BEGIN Supplied data

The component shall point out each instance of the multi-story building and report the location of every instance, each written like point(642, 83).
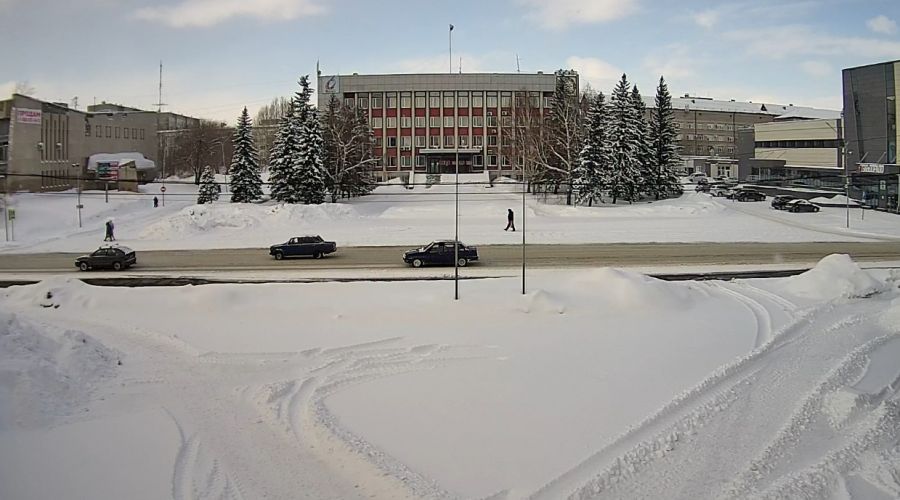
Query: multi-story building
point(421, 122)
point(45, 146)
point(871, 133)
point(709, 129)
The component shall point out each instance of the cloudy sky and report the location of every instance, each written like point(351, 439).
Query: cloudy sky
point(220, 55)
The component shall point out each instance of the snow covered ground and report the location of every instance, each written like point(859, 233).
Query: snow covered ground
point(599, 383)
point(394, 215)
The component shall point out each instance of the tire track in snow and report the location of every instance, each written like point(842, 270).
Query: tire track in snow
point(713, 433)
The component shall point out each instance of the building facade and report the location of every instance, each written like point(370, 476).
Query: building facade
point(710, 130)
point(421, 122)
point(870, 116)
point(46, 146)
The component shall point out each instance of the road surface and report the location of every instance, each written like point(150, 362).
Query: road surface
point(491, 256)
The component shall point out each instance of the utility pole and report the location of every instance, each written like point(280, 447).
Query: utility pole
point(78, 205)
point(450, 35)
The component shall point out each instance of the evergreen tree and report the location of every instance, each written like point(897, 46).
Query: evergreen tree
point(209, 189)
point(647, 180)
point(624, 145)
point(664, 160)
point(297, 172)
point(246, 185)
point(281, 157)
point(592, 175)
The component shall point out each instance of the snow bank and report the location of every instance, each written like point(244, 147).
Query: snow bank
point(834, 200)
point(209, 218)
point(629, 290)
point(45, 376)
point(833, 277)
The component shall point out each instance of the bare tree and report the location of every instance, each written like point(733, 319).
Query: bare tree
point(265, 126)
point(206, 144)
point(348, 151)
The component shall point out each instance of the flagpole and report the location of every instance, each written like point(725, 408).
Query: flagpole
point(450, 36)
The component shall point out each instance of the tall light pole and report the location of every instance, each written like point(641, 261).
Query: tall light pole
point(456, 241)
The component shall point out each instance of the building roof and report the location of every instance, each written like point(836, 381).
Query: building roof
point(779, 111)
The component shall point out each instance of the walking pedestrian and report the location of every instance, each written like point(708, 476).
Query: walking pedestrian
point(509, 220)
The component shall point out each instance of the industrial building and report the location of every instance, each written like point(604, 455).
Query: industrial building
point(46, 146)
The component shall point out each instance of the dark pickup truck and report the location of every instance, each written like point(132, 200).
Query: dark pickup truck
point(440, 253)
point(313, 246)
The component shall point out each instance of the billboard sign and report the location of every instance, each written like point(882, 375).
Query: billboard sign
point(108, 170)
point(28, 116)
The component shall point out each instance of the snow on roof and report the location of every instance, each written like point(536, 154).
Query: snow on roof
point(140, 162)
point(780, 111)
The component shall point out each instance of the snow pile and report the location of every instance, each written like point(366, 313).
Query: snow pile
point(837, 200)
point(44, 375)
point(627, 290)
point(209, 218)
point(835, 276)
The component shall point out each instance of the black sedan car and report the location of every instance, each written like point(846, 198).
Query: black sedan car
point(311, 246)
point(107, 257)
point(779, 202)
point(749, 195)
point(440, 253)
point(801, 206)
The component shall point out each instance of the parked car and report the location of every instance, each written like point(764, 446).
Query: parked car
point(749, 195)
point(312, 246)
point(440, 253)
point(801, 206)
point(107, 257)
point(781, 200)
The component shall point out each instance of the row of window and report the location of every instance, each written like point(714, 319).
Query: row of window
point(710, 138)
point(704, 126)
point(477, 160)
point(436, 121)
point(805, 144)
point(390, 100)
point(449, 141)
point(117, 132)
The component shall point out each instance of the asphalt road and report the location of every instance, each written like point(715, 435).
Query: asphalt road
point(499, 256)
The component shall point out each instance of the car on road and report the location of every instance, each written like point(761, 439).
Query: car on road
point(113, 257)
point(440, 253)
point(311, 246)
point(801, 206)
point(749, 195)
point(779, 202)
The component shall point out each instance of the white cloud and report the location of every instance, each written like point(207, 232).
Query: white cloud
point(707, 18)
point(560, 14)
point(205, 13)
point(600, 74)
point(780, 42)
point(818, 68)
point(882, 24)
point(674, 62)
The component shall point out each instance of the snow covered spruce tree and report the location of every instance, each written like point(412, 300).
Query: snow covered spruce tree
point(309, 164)
point(209, 189)
point(624, 144)
point(664, 159)
point(246, 185)
point(296, 170)
point(645, 180)
point(592, 175)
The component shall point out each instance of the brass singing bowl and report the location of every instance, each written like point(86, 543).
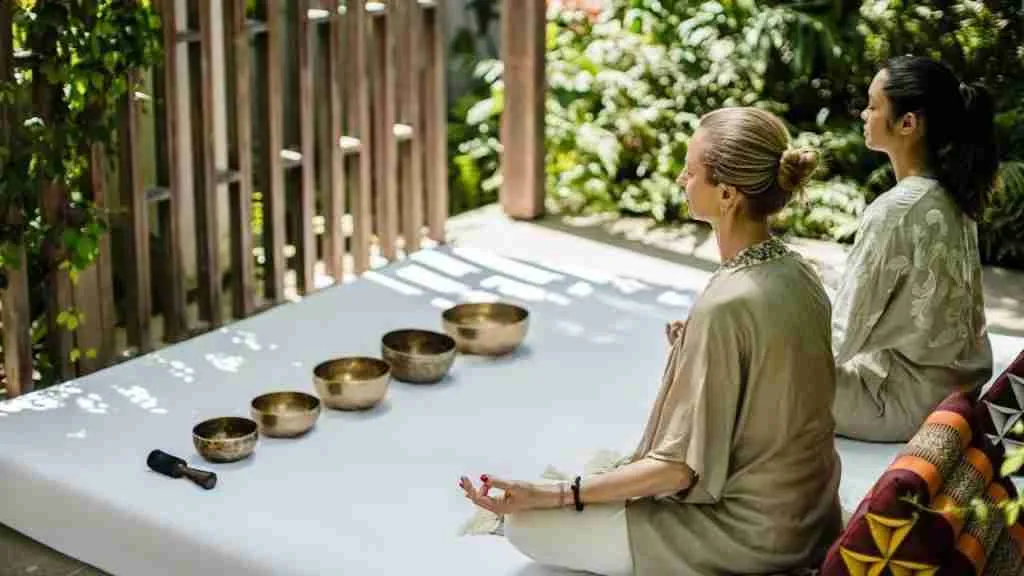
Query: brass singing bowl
point(418, 356)
point(351, 382)
point(486, 328)
point(285, 414)
point(226, 439)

END Supplied data

* **Set problem**
Reproduce only the lines from the one containing "The component shall point out each instance of the bare" through the one containing "point(348, 151)", with both of those lines included and the requests kept in. Scale every coordinate in the answers by 2.4, rounding to whole numbers with halves going up, and leave the numbers in the requests and their sample formats unchanged.

* **Result of the task**
The component shall point out each instance of the bare tree and report the location of every instance, each written like point(733, 319).
Query: bare tree
point(636, 302)
point(494, 346)
point(835, 362)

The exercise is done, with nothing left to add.